** START OF Data section **
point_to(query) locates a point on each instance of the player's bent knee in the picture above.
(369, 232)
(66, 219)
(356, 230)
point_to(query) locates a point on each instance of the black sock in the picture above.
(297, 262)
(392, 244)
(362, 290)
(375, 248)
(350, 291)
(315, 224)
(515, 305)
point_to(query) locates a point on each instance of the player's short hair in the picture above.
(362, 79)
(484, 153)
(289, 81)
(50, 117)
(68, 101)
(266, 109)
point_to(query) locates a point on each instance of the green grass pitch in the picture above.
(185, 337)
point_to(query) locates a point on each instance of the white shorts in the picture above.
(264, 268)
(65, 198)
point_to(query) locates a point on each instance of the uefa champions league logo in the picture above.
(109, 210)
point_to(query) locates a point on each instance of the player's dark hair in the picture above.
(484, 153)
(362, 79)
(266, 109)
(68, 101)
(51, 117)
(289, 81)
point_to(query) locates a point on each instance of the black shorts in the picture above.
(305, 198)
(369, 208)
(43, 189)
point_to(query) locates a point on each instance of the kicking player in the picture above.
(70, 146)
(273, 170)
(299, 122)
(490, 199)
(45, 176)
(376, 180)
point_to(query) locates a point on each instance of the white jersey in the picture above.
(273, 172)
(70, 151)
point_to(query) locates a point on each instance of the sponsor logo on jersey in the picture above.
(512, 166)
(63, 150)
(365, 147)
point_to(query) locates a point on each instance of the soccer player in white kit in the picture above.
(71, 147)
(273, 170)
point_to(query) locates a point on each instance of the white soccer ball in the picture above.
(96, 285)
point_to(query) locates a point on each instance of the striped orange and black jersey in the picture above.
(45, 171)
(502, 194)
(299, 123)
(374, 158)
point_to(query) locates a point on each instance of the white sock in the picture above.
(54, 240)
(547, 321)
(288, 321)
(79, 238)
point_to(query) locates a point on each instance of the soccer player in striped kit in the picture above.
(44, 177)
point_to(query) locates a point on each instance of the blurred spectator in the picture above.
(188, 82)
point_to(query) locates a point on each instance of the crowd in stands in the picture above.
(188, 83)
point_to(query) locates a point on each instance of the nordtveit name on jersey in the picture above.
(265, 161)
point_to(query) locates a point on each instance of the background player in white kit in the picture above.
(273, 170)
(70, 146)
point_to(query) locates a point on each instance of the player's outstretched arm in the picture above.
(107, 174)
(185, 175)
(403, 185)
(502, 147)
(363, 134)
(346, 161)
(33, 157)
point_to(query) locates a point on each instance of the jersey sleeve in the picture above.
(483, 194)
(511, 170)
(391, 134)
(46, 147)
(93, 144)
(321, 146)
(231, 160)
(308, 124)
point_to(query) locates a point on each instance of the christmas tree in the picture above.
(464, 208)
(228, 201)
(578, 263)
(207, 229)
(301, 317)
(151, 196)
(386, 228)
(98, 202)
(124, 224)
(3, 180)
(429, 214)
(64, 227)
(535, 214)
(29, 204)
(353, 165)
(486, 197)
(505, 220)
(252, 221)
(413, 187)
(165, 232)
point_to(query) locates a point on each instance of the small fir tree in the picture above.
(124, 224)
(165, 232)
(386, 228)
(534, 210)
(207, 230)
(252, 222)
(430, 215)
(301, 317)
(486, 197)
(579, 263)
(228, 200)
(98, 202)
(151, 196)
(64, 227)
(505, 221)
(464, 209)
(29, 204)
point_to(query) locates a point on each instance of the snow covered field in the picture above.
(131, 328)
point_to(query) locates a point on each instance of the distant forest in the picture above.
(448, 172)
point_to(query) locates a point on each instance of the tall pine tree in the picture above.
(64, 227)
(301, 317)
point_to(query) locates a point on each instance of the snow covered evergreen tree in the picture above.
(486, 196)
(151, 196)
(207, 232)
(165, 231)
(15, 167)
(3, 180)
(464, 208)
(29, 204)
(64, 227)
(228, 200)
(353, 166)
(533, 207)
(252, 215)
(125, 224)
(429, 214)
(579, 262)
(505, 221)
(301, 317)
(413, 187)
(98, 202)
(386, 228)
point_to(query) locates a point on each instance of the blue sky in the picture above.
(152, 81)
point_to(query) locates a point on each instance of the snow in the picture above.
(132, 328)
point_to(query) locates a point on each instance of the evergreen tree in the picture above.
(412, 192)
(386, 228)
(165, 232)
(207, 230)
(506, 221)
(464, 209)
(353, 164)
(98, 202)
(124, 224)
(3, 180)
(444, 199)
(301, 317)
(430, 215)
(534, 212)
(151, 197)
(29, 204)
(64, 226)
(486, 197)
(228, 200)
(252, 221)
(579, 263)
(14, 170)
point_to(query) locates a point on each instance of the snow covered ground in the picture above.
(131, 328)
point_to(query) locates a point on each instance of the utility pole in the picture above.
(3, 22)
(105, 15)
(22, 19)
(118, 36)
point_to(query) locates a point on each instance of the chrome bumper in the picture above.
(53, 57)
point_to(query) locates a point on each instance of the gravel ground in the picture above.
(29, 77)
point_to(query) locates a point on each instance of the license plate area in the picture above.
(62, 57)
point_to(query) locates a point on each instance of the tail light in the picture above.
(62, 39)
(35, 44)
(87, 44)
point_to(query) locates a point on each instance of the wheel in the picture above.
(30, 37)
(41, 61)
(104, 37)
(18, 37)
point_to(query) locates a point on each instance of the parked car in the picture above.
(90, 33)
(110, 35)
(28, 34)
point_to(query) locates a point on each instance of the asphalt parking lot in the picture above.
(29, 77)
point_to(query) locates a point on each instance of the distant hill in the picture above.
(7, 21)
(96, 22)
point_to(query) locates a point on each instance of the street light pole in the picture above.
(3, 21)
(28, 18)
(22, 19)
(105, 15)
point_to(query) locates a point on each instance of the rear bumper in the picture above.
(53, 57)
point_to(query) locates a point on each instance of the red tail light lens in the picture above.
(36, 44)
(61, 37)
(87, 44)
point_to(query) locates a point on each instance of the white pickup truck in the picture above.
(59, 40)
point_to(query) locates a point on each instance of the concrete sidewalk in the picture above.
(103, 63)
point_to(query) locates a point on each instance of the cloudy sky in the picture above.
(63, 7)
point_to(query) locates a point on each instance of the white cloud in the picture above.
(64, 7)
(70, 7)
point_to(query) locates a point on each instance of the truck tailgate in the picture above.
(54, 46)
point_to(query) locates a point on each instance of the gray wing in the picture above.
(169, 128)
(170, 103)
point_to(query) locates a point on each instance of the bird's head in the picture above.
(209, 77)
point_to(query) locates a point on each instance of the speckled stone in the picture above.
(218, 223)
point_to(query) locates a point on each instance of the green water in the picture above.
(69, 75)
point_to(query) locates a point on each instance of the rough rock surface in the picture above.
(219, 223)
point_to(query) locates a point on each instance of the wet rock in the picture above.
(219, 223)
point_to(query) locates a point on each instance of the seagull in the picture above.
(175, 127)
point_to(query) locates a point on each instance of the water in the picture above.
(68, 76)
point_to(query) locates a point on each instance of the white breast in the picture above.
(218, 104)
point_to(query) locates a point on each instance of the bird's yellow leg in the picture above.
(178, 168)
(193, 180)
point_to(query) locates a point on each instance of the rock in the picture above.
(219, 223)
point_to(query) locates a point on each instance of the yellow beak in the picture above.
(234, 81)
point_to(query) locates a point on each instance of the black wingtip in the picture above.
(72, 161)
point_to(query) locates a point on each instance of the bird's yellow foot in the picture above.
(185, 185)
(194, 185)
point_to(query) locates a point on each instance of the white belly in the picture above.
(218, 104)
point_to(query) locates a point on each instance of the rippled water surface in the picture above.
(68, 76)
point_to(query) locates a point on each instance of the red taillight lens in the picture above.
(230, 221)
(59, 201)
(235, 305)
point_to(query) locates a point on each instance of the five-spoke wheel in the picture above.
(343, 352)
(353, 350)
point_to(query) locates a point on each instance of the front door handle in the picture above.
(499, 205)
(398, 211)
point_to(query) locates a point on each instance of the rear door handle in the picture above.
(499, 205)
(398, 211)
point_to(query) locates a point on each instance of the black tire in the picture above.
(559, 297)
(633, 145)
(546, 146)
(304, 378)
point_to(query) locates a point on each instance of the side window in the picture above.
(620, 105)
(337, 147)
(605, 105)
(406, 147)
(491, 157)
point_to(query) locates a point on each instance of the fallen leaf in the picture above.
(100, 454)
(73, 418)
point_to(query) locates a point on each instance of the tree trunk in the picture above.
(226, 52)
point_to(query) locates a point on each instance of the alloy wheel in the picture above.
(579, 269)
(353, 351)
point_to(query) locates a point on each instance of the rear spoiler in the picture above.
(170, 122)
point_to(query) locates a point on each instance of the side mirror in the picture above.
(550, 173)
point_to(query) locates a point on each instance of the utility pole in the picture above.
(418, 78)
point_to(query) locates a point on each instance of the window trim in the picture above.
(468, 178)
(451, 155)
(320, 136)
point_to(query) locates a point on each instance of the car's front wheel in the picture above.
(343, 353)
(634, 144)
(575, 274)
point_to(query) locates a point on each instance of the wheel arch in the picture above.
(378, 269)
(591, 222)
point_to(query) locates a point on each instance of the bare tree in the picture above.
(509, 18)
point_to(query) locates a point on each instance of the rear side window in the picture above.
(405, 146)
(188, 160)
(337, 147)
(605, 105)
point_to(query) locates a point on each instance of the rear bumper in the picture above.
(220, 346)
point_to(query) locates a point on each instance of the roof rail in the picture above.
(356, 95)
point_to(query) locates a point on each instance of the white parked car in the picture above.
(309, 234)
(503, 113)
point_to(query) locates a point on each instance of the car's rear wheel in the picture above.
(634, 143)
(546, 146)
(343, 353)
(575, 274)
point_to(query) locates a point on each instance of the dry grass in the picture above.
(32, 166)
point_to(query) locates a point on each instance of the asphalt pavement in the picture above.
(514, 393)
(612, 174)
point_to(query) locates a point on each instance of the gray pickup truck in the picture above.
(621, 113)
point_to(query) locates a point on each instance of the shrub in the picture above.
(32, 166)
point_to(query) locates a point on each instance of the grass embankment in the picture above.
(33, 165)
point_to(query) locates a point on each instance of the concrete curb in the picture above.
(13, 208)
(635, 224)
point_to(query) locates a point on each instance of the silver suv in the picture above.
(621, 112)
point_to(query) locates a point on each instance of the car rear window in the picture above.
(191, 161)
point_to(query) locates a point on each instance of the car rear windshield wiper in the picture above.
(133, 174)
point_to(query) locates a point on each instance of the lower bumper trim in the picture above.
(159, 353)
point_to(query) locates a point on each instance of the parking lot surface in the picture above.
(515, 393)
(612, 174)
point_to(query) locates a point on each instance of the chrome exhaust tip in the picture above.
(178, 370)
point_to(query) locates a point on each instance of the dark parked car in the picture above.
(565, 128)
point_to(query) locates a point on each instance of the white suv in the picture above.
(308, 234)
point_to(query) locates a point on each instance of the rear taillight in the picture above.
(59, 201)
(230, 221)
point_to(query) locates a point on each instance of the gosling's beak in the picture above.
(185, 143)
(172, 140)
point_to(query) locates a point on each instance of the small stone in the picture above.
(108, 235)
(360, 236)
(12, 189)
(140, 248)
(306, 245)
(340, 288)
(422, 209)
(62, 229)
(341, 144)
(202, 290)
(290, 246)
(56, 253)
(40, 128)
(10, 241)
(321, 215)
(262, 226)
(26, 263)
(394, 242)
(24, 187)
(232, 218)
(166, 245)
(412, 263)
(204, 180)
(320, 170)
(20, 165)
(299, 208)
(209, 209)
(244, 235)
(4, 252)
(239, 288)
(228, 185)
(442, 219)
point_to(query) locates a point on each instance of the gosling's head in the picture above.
** END OF Data section **
From the line holding "gray pickup truck in the picture above." through the last line above, reproduce each line exactly and add nothing.

§ Solution to this task
point_to(query) locates a point on each instance of the gray pickup truck in the picture above.
(621, 113)
point_to(query) locates a point on each instance of the shrub in the picture above.
(32, 166)
point_to(query) locates a point on each instance of the grass embankment in the picture above.
(33, 165)
point_to(query) locates a point on each instance of the concrete curb in the picture above.
(13, 208)
(635, 224)
point_to(query) locates a point on each instance of the silver suv in the picture above.
(621, 112)
point_to(query) locates a point on each instance of the car rear window in the picture above.
(191, 161)
point_to(query) locates a point on each instance of the car rear windshield wiper in the picture above.
(133, 174)
point_to(query) locates a point on each instance of the lower bumper trim in the picture above.
(159, 353)
point_to(query) locates a point on each instance of the parking lot surface in the picture above.
(515, 393)
(612, 174)
point_to(query) locates a point on each instance of the chrome exhaust tip in the picture above.
(178, 370)
point_to(query) locates a point on each instance of the dark parked car in the picture above.
(565, 128)
point_to(query) locates a point on each instance of the white suv in the picture above.
(308, 234)
point_to(query) locates a point on each instance of the rear taillight in the picture above.
(59, 201)
(230, 221)
point_to(query) locates a point on each instance of the gosling's beak in the picture above.
(185, 143)
(172, 140)
point_to(query) locates a point on each instance of the small stone in the picture above.
(108, 235)
(360, 236)
(12, 189)
(140, 248)
(306, 245)
(340, 288)
(422, 209)
(62, 229)
(341, 144)
(202, 290)
(290, 246)
(56, 253)
(40, 128)
(10, 241)
(321, 215)
(262, 226)
(26, 263)
(394, 242)
(24, 187)
(232, 218)
(166, 245)
(412, 263)
(204, 180)
(320, 170)
(20, 165)
(299, 208)
(209, 209)
(244, 235)
(4, 252)
(239, 288)
(228, 185)
(442, 219)
point_to(query) locates a point on each instance of the gosling's head in the picture above.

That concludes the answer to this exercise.